### TASK REQUIREMENTS
A. Retype the stretch of the comment on IQ and social skills from "Of course, for" through "of the tribe?".
B. List the numbered steps that the comment on IQ and social skills gives as the usual scenario for average people.

### EXTRACT
·····

I think that "spending most of your youth mostly among people who have IQ 50 points less than you" is a very specific problem. Which happens to some high-IQ people. And doesn't happen to the some others.

my point is that IQ is a strong factor that will be able to overcome some (but not all) environmental barriers.

Humans are social species. We learn the culture. High IQ is not magic. People learn a lot by copying people around them. You cannot effectively learn dealing with everyday problems by e.g. reading a book about Feynman.

People "unlike you" are the majority of the society

Doesn't make the task of learning to interact with them easier. The usual scenario for average people is: 1. learn to interact with your parents; 2. learn to interact with your peers; 3. learn to interact with weird people. Skipping the step 2 makes the step 3 harder, because we cannot use the natural "what would I do in their situation" heuristic.

I am assuming lack of other problems like autism.

I assume it is two situations causing the same problem for two different reasons. Simply said, you can have problem understanding other people either because your detection mechanism is broken, or because they think and behave differently from how you would think and behave in the same situation.

Of course, for some people it can be both.

The social games should have been easier because you're smarter than people around you.

As long as you don't desire to do things or discuss topics that are beyond their reach. Like, never.

And again, the skills of social games with non-smart people are what you need.

Need for what? Winning a pissing contest? Or feeling like a member of the tribe?

People who are highly successful are often abnormally smart

As if I ever denied that. I am talking about "P(successful | smart)", you reply with "P(smart | successful)".

·····

### GIVEN ENTRIES
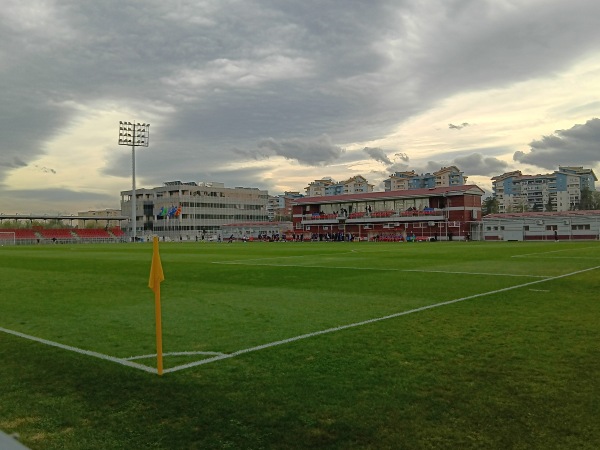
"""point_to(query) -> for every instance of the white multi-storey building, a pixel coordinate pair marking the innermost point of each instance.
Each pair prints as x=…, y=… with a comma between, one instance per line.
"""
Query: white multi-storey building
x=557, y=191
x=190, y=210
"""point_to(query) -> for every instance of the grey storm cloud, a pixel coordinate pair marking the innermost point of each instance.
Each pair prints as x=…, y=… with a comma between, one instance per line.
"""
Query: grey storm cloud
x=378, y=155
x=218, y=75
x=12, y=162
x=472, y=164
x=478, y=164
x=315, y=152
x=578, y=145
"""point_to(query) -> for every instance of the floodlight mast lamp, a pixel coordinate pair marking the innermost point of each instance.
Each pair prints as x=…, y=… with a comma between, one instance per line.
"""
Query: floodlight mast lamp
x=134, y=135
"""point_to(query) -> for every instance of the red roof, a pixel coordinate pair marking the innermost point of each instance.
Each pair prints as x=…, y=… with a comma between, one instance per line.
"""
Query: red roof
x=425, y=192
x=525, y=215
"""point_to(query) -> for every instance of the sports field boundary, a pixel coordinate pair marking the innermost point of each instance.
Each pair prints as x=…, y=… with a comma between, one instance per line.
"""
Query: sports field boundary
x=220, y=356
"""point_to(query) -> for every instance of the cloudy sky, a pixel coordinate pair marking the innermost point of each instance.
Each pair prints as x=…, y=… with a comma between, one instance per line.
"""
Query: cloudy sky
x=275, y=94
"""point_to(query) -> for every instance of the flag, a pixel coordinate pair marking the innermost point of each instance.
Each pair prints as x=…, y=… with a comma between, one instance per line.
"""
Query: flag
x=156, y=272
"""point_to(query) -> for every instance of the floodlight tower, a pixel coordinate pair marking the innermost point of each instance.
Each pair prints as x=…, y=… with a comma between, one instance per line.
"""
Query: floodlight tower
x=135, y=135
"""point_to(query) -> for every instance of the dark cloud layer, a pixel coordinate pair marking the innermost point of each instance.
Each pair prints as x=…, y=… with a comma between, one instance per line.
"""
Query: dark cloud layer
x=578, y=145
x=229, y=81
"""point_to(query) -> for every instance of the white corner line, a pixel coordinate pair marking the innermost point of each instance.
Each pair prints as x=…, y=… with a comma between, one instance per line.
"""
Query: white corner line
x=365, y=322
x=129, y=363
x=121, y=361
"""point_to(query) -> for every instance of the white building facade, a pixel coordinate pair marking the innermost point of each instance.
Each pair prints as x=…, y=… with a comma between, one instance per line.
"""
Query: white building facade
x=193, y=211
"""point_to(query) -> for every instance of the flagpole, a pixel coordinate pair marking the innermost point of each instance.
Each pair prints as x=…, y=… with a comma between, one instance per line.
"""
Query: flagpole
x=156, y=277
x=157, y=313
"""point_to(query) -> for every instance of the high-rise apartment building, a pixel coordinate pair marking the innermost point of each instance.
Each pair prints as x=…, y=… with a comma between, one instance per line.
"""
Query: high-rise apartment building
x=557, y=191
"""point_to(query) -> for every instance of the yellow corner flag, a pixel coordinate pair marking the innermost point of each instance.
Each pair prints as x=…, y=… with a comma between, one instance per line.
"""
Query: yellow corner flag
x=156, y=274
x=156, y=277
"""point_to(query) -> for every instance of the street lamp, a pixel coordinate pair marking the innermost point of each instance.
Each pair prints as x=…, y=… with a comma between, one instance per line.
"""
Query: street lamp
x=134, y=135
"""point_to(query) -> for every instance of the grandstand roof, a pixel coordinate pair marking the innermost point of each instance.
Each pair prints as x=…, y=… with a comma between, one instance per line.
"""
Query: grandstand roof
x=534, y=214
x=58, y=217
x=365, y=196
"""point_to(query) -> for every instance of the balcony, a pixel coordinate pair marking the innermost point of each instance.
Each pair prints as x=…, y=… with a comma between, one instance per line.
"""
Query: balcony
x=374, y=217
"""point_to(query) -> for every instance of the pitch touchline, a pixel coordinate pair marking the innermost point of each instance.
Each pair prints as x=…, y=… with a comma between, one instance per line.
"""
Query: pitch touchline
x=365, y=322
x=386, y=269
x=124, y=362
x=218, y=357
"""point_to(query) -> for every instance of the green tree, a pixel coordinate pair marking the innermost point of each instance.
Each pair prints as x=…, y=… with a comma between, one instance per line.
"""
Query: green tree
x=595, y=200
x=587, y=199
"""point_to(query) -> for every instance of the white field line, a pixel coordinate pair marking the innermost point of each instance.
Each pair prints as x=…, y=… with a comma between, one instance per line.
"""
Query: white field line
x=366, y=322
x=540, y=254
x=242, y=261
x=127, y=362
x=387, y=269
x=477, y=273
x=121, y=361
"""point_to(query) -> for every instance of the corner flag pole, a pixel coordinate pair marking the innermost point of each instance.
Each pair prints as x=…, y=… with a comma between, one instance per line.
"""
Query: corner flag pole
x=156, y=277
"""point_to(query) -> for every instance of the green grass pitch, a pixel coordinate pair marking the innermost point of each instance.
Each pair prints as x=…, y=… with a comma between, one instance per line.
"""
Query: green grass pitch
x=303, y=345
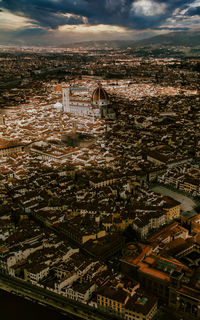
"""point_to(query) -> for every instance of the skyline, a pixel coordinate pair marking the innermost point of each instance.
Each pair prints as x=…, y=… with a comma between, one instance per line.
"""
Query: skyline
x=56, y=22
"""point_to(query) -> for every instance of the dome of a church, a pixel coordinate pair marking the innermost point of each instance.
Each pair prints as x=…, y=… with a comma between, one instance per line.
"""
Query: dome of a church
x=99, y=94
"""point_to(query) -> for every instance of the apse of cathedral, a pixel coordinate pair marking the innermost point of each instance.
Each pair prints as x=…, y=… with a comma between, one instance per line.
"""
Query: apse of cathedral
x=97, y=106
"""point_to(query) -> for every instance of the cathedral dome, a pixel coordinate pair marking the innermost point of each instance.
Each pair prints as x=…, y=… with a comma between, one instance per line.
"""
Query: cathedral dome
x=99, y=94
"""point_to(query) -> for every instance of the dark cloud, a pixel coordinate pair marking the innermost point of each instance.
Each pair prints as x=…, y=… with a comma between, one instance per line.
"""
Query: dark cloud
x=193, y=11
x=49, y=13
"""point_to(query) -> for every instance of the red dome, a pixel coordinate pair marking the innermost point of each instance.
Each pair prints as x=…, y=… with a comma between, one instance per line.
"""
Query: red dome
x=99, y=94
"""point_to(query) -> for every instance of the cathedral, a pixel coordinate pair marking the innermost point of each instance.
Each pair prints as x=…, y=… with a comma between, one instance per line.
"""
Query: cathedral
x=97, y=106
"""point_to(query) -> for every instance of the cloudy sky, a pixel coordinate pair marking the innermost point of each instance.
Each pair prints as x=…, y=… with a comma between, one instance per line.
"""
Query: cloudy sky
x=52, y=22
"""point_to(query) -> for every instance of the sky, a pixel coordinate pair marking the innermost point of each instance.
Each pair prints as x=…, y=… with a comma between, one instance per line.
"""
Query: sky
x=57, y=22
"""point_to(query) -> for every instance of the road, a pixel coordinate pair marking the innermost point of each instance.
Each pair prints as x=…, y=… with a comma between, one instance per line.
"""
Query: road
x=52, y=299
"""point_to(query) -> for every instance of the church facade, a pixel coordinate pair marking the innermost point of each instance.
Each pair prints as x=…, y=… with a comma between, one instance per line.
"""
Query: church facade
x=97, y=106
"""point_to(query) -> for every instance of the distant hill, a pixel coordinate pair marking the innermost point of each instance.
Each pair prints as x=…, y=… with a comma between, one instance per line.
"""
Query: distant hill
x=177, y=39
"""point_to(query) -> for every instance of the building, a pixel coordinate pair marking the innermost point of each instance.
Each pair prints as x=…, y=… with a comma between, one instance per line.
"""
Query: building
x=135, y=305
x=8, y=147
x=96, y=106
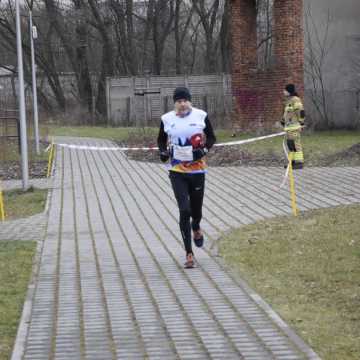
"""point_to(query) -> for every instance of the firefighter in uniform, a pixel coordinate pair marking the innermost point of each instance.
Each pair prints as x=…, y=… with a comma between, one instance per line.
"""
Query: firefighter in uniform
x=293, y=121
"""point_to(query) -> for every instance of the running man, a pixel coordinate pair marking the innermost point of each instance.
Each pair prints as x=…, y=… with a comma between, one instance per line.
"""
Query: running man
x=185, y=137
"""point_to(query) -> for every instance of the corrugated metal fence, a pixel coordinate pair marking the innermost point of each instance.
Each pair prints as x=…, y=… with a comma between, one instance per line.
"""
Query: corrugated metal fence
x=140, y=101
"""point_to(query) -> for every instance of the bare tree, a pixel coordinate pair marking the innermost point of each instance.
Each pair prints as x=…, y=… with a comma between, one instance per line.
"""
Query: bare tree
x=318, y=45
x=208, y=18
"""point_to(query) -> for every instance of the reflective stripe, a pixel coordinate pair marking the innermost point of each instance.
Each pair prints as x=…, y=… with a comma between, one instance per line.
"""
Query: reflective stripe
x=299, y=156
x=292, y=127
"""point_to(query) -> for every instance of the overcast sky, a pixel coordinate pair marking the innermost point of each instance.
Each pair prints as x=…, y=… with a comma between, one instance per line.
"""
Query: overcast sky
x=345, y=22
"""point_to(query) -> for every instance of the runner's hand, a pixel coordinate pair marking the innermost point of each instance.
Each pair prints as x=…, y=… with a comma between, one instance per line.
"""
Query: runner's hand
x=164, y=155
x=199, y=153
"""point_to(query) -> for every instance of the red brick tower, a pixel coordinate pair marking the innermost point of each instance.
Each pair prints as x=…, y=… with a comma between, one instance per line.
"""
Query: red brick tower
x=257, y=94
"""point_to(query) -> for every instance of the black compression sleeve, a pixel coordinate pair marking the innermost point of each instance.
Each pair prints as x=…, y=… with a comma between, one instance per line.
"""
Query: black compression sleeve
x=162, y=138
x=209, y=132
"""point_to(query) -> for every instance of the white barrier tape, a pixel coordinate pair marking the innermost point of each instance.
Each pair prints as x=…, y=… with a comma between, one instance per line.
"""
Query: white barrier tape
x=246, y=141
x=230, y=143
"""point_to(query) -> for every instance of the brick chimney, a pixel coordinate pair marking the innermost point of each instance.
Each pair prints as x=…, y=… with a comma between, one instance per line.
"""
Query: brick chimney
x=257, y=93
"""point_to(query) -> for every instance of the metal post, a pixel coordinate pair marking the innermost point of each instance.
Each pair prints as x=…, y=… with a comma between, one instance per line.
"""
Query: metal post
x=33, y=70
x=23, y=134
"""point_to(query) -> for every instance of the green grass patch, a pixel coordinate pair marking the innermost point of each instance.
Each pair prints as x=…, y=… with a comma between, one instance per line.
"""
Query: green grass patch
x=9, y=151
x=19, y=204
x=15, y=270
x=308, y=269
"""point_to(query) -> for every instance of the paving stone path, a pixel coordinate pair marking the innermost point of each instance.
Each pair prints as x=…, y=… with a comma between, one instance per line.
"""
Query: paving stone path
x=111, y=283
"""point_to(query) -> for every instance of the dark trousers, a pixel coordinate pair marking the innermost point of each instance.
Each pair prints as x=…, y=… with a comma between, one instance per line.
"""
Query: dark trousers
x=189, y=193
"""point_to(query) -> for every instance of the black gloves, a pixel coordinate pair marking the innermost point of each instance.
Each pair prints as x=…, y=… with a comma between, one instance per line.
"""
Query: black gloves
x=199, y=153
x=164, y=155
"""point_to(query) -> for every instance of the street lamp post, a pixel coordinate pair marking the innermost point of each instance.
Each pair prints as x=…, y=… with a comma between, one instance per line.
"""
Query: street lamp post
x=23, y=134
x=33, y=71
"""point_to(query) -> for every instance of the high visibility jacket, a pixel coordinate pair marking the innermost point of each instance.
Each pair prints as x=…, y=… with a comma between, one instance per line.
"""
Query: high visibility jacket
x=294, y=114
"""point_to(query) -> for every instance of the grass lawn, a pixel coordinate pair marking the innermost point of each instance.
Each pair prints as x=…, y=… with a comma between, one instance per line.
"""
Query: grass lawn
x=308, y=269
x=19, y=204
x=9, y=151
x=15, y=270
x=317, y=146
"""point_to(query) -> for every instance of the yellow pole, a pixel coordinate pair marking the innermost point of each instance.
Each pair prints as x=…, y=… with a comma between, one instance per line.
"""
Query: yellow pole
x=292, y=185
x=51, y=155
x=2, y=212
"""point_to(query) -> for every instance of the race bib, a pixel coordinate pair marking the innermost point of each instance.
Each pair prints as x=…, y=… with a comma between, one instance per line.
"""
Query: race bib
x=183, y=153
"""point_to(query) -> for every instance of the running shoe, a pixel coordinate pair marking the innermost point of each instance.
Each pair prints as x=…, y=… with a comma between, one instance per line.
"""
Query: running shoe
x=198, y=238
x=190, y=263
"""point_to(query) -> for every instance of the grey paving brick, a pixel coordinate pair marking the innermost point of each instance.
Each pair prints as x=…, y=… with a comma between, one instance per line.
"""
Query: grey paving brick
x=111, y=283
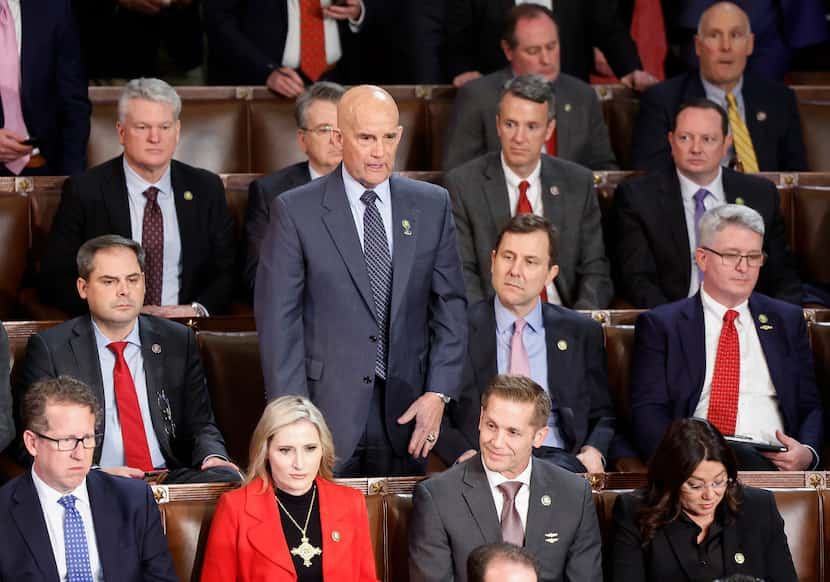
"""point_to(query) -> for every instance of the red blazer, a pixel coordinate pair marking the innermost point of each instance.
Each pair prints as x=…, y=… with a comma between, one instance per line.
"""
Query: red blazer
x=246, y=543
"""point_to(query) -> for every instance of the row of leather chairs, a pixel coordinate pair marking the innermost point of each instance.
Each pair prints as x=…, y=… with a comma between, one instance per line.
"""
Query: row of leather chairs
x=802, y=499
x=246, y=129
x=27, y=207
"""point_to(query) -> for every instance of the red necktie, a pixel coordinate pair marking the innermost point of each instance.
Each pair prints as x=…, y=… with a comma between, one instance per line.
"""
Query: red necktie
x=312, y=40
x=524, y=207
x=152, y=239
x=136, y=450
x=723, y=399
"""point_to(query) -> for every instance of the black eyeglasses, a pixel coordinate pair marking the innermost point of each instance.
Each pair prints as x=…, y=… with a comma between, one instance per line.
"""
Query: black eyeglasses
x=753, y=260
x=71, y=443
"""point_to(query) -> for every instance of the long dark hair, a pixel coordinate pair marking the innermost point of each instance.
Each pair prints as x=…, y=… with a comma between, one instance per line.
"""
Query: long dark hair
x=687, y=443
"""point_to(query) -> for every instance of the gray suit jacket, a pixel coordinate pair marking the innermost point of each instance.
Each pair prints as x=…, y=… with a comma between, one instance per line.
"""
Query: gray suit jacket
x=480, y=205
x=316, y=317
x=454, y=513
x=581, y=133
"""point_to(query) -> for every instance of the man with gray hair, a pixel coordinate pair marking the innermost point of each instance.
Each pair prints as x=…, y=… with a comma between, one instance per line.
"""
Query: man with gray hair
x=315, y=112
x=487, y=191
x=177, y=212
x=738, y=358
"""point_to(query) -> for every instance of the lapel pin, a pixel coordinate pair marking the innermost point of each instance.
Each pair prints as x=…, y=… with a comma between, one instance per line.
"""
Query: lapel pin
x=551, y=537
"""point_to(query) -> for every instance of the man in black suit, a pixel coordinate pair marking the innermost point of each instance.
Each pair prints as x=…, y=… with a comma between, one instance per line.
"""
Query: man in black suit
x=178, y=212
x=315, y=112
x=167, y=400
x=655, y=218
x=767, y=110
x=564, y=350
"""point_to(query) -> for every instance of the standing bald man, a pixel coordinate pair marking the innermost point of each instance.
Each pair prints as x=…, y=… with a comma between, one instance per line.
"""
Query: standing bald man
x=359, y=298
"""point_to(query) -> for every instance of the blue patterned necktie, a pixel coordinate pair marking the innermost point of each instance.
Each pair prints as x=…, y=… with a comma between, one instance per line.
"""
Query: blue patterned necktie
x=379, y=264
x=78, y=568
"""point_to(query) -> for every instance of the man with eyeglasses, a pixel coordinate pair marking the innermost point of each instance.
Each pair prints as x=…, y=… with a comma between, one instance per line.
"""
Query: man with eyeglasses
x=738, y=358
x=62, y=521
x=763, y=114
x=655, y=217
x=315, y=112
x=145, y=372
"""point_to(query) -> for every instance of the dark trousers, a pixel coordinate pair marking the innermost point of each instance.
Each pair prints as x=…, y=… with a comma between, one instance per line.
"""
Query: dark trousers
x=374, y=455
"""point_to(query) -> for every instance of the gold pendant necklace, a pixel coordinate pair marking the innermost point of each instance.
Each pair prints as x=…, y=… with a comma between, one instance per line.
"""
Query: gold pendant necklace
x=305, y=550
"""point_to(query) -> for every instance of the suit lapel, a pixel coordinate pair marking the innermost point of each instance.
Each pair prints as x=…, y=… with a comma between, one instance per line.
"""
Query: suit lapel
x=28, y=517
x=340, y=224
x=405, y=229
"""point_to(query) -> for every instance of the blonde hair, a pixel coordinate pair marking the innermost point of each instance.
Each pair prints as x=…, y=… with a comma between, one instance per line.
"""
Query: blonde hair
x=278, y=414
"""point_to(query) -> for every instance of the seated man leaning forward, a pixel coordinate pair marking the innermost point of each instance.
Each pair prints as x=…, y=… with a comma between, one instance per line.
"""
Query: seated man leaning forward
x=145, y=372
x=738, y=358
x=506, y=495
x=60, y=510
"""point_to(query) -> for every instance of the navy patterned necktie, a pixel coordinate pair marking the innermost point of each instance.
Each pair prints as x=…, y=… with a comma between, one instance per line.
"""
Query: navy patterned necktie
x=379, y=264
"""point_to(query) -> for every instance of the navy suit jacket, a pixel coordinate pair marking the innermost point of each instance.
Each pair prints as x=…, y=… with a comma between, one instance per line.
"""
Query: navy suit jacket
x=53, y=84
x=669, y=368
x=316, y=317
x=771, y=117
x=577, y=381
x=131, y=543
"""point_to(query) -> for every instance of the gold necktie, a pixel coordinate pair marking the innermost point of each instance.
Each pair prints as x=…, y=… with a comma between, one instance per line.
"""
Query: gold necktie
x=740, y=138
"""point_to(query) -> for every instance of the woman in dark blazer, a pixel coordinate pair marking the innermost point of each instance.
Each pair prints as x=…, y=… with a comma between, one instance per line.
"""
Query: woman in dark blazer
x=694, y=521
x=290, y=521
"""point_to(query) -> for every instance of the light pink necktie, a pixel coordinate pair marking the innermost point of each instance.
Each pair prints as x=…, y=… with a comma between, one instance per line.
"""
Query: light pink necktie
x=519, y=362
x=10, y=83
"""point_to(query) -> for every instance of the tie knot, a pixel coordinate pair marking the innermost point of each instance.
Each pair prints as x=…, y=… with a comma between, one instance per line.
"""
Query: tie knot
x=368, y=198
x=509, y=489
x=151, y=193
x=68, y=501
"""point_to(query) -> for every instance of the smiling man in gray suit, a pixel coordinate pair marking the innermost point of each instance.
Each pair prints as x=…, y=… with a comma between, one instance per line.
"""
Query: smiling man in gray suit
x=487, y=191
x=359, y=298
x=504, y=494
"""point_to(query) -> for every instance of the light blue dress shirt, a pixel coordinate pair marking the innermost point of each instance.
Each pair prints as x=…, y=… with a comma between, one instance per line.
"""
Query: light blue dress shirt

·····

### RESULTS OF THE EXERCISE
A.
Of course, for some people it can be both.

The social games should have been easier because you're smarter than people around you.

As long as you don't desire to do things or discuss topics that are beyond their reach. Like, never.

And again, the skills of social games with non-smart people are what you need.

Need for what? Winning a pissing contest? Or feeling like a member of the tribe?

B.
1. learn to interact with your parents
2. learn to interact with your peers
3. learn to interact with weird people